## [Information given]

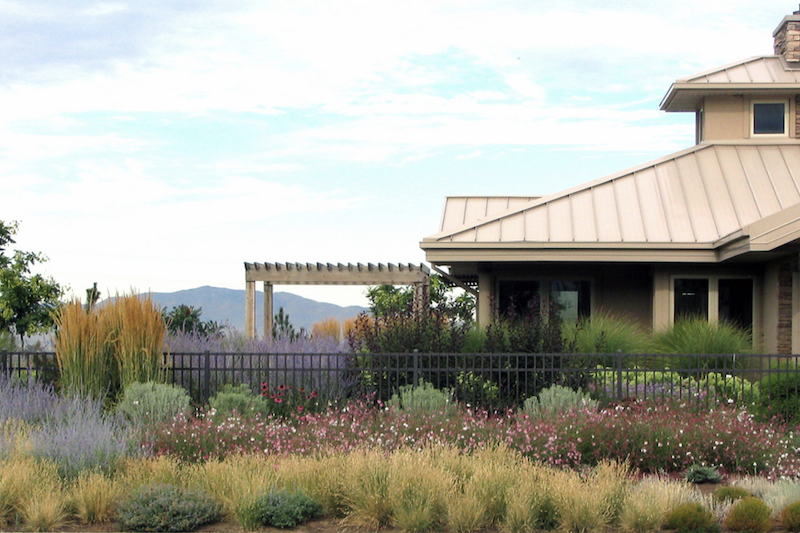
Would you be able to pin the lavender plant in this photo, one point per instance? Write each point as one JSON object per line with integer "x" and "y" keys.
{"x": 318, "y": 363}
{"x": 79, "y": 436}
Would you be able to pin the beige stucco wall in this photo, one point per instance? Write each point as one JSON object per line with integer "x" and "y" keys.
{"x": 726, "y": 118}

## [Instructions for the task]
Render the rows from the line containing "Would you be able to pin the beige" through the last line as a numbered list, omitting blank lines.

## [Task output]
1. Would you be able to pin the beige stucco wall in this photo, one point per instance? Write each point as one JSON object per line with integer "x" and "y" keys.
2. {"x": 726, "y": 118}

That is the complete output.